Text block

********************

Hazera’s global cucurbits product manager Mark van der Zouwen confirmed that the company is working on a number of different areas in the cucumber category.

“Hazera’s heritage started in mini cucumbers, those that are mostly grown in non-heated greenhouses in the Mediterranean region, in the Middle East, Central Asia and in the Americas as well," he explained. "Today mini cucumbers are also grown in heated greenhouses in North America and northern Europe.

"Hazera now covers the complete range," van der Zouwn continued. "We have introduced many breakthrough innovations since the 1980s – for example, strong improvements in fruit quality (uniform shape and colour), drastic yield improvement, adaptability to different growing conditions and, more recently, long shelf life.

"In the early 1980s we also started specialising in long types for non-heated greenhouses, mostly in the Mediterranean region. Here we introduced similar innovations, including extended shelf-life – many remember the Suprami variety – and lately we have come up with varieties combining resistances to both powdery mildew and viral diseases such as CVYV and CYSDV."

********************

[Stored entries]
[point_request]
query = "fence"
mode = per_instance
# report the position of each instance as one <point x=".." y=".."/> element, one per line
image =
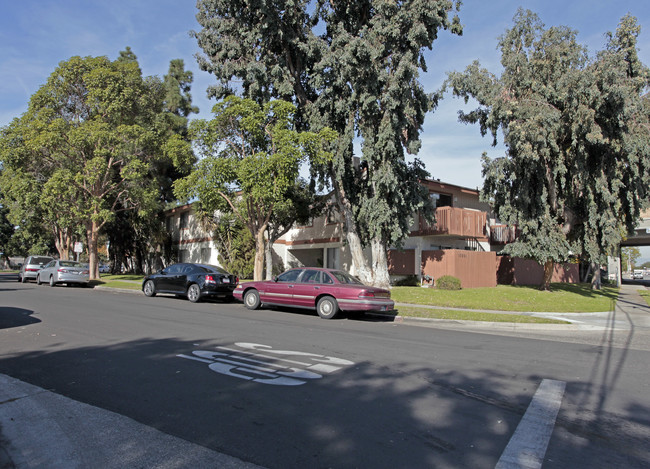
<point x="474" y="269"/>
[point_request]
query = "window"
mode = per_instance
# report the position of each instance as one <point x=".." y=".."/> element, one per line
<point x="440" y="200"/>
<point x="289" y="276"/>
<point x="332" y="258"/>
<point x="311" y="276"/>
<point x="308" y="223"/>
<point x="184" y="219"/>
<point x="344" y="277"/>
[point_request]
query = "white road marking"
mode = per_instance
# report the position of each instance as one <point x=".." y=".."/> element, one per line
<point x="528" y="444"/>
<point x="270" y="367"/>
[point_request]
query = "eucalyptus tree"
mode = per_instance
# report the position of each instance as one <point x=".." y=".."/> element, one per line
<point x="576" y="129"/>
<point x="134" y="234"/>
<point x="89" y="139"/>
<point x="249" y="165"/>
<point x="357" y="74"/>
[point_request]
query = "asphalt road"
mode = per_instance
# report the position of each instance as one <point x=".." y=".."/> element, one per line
<point x="283" y="389"/>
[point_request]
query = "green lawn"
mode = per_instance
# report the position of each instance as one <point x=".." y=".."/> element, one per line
<point x="645" y="294"/>
<point x="563" y="298"/>
<point x="127" y="281"/>
<point x="431" y="313"/>
<point x="574" y="298"/>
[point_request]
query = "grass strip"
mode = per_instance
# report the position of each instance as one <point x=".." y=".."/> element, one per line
<point x="566" y="298"/>
<point x="117" y="284"/>
<point x="431" y="313"/>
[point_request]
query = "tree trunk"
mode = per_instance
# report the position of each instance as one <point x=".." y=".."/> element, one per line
<point x="259" y="254"/>
<point x="62" y="243"/>
<point x="359" y="262"/>
<point x="595" y="278"/>
<point x="92" y="234"/>
<point x="268" y="254"/>
<point x="380" y="264"/>
<point x="549" y="266"/>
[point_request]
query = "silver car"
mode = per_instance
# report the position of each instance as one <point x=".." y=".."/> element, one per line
<point x="68" y="272"/>
<point x="31" y="267"/>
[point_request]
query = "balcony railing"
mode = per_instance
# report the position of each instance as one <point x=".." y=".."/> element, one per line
<point x="502" y="234"/>
<point x="457" y="222"/>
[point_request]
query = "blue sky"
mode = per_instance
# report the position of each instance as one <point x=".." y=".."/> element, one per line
<point x="35" y="35"/>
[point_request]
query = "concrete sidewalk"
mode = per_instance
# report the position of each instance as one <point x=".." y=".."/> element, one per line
<point x="41" y="429"/>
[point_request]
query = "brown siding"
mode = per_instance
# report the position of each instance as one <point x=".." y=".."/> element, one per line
<point x="474" y="269"/>
<point x="518" y="271"/>
<point x="401" y="262"/>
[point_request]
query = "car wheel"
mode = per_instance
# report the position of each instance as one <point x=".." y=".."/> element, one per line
<point x="327" y="307"/>
<point x="193" y="293"/>
<point x="149" y="288"/>
<point x="252" y="299"/>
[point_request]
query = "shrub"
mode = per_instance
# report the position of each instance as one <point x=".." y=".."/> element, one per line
<point x="408" y="281"/>
<point x="447" y="282"/>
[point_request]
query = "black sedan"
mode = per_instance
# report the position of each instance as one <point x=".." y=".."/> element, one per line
<point x="195" y="281"/>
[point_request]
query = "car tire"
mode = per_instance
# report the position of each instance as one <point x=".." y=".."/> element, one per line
<point x="149" y="288"/>
<point x="327" y="307"/>
<point x="194" y="293"/>
<point x="252" y="299"/>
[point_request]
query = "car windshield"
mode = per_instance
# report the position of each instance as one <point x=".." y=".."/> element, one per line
<point x="344" y="277"/>
<point x="289" y="275"/>
<point x="40" y="260"/>
<point x="212" y="268"/>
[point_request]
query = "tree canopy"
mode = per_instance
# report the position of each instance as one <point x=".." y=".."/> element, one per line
<point x="88" y="146"/>
<point x="576" y="129"/>
<point x="357" y="73"/>
<point x="250" y="162"/>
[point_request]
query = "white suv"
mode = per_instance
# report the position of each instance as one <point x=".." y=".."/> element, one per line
<point x="31" y="267"/>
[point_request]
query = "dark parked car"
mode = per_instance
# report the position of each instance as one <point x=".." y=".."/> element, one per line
<point x="68" y="272"/>
<point x="31" y="267"/>
<point x="325" y="290"/>
<point x="195" y="281"/>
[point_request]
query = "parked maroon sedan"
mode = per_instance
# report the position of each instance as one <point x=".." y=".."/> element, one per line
<point x="325" y="290"/>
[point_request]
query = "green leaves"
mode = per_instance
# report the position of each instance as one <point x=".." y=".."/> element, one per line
<point x="574" y="173"/>
<point x="93" y="143"/>
<point x="250" y="161"/>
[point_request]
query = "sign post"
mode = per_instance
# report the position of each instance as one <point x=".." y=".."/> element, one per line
<point x="78" y="248"/>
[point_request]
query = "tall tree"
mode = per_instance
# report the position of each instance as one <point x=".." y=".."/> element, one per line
<point x="357" y="75"/>
<point x="146" y="234"/>
<point x="251" y="157"/>
<point x="576" y="171"/>
<point x="91" y="135"/>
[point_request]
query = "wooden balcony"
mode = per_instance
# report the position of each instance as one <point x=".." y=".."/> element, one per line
<point x="502" y="234"/>
<point x="456" y="222"/>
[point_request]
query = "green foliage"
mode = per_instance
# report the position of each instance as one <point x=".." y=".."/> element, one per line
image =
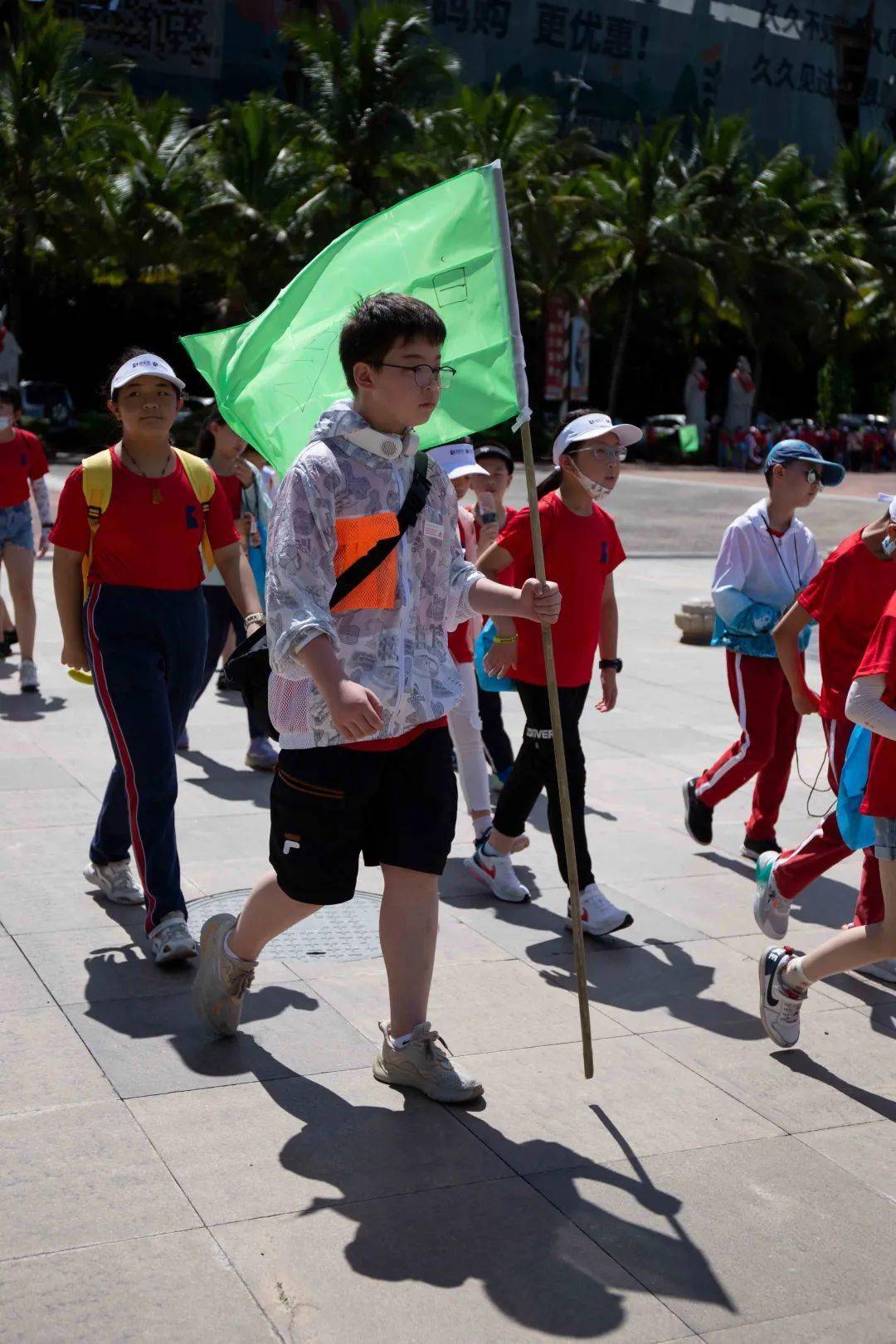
<point x="685" y="238"/>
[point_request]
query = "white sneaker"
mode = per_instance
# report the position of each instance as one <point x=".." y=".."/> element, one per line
<point x="116" y="882"/>
<point x="884" y="971"/>
<point x="599" y="916"/>
<point x="496" y="873"/>
<point x="778" y="1006"/>
<point x="28" y="678"/>
<point x="171" y="940"/>
<point x="770" y="908"/>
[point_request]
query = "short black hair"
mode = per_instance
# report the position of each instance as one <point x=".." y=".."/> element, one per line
<point x="132" y="353"/>
<point x="381" y="320"/>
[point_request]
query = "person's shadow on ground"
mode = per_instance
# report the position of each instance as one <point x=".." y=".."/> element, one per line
<point x="533" y="1277"/>
<point x="621" y="975"/>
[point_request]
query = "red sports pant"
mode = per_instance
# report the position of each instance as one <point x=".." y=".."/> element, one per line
<point x="766" y="746"/>
<point x="824" y="847"/>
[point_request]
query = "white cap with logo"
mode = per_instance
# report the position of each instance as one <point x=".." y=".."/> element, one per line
<point x="592" y="426"/>
<point x="141" y="364"/>
<point x="457" y="460"/>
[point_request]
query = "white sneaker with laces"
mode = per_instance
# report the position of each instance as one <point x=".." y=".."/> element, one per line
<point x="496" y="873"/>
<point x="116" y="882"/>
<point x="599" y="916"/>
<point x="778" y="1004"/>
<point x="28" y="678"/>
<point x="171" y="940"/>
<point x="770" y="908"/>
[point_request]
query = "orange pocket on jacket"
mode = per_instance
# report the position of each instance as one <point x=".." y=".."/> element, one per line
<point x="355" y="537"/>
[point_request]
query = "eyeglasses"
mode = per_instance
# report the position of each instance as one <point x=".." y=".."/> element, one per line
<point x="423" y="374"/>
<point x="605" y="455"/>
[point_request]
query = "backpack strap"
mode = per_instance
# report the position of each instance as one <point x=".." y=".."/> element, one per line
<point x="97" y="485"/>
<point x="202" y="479"/>
<point x="406" y="516"/>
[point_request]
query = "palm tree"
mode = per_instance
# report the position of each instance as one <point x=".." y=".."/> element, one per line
<point x="51" y="134"/>
<point x="370" y="101"/>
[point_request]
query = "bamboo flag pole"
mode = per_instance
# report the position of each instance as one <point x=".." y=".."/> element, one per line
<point x="561" y="763"/>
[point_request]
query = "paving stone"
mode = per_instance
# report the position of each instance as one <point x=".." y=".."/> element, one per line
<point x="301" y="1144"/>
<point x="21" y="986"/>
<point x="841" y="1075"/>
<point x="77" y="1175"/>
<point x="45" y="1064"/>
<point x="476" y="1007"/>
<point x="661" y="1218"/>
<point x="382" y="1270"/>
<point x="542" y="1113"/>
<point x="73" y="1296"/>
<point x="148" y="1046"/>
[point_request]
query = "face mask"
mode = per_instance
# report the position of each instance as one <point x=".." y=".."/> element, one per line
<point x="594" y="488"/>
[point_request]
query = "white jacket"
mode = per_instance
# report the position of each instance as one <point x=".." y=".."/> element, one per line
<point x="757" y="580"/>
<point x="390" y="635"/>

********************

Task requirements
Answer from the text on Hazera's cucumber work:
(a) In which type of greenhouse are mini cucumbers mostly grown, according to van der Zouwen?
(b) What did the company start specializing in during the early 1980s?
(c) Which variety is named as one that many remember?
The stored entries have nothing to do with this.

Solution for this exercise
(a) Non-heated greenhouses.
(b) Long cucumber types for non-heated greenhouses, mostly in the Mediterranean region.
(c) Suprami.